[Records excerpted from a collection]
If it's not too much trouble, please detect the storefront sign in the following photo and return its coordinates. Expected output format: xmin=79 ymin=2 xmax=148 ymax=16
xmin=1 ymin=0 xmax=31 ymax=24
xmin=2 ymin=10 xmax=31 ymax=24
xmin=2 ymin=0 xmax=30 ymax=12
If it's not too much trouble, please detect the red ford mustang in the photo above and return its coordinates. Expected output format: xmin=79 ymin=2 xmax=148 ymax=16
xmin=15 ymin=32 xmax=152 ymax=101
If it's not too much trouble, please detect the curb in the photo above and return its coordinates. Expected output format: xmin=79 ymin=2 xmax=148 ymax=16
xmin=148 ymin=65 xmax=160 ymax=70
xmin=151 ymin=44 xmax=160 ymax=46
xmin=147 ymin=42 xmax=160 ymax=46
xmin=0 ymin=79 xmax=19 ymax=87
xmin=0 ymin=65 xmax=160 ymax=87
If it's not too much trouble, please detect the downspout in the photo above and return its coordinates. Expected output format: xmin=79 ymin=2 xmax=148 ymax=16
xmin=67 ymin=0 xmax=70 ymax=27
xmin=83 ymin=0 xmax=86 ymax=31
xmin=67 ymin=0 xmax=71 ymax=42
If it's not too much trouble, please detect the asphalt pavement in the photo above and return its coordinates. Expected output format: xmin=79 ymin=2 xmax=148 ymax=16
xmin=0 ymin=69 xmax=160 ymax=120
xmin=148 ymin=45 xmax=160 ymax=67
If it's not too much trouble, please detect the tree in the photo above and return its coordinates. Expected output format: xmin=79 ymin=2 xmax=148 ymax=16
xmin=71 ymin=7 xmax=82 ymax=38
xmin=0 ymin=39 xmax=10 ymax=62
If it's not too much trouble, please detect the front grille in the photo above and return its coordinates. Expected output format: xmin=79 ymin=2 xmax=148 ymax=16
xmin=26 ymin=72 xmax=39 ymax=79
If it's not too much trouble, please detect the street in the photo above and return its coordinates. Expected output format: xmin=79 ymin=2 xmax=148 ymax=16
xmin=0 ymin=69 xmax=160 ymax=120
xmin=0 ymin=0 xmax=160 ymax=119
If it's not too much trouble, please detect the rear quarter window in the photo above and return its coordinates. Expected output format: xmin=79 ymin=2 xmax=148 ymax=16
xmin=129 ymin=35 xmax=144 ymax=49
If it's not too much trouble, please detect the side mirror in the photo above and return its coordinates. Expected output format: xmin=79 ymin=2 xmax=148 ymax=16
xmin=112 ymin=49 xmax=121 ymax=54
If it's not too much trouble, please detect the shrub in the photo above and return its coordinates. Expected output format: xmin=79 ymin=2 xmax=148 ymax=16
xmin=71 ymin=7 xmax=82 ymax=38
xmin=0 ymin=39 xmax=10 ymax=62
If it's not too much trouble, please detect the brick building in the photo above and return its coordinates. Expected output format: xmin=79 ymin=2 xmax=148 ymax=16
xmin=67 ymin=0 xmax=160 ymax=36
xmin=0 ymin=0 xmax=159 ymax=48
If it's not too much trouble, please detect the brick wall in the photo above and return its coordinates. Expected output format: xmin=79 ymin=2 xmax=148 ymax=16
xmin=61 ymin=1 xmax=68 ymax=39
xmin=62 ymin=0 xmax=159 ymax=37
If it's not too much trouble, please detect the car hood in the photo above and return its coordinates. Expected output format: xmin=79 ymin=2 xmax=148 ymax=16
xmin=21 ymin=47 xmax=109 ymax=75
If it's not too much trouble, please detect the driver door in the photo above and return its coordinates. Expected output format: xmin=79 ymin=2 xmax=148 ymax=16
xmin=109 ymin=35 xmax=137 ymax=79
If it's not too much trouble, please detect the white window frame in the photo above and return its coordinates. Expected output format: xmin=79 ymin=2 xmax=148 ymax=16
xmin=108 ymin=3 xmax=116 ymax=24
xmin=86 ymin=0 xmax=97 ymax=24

§ WORK TO BE COMPLETED: The answer must be the line containing "If it's not too much trouble, please detect the car" and every line after it to the end of the data, each set down exactly.

§ ANSWER BOX:
If it's not too much trouble, please detect the car hood in the photo above and return its coordinates. Expected output format: xmin=79 ymin=2 xmax=148 ymax=16
xmin=21 ymin=47 xmax=109 ymax=75
If it's not too much trouble, please detect the driver door in the photo above and return its coordinates. Expected output format: xmin=79 ymin=2 xmax=148 ymax=16
xmin=109 ymin=35 xmax=137 ymax=79
If it's not too much trouble, please detect the white window frame in the photo above and return its coordinates. Expected output format: xmin=79 ymin=2 xmax=148 ymax=16
xmin=108 ymin=3 xmax=116 ymax=24
xmin=86 ymin=0 xmax=97 ymax=24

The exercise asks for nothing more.